---------- MATERIALS PROVIDED ----------

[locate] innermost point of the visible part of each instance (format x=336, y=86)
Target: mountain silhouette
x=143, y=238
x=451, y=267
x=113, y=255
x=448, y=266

----------

AIM OF THE EXERCISE:
Reproduce every line of the entries, requests included, with each x and y coordinate in the answers multiplied by 0.4 and rounded to a whole number, halves rounding up. Leave the numbers in the requests and their format samples as they are.

PROBLEM SOLUTION:
[locate] innermost point of the visible part of each instance (format x=336, y=86)
Target: mountain silhouette
x=57, y=95
x=180, y=107
x=45, y=102
x=179, y=106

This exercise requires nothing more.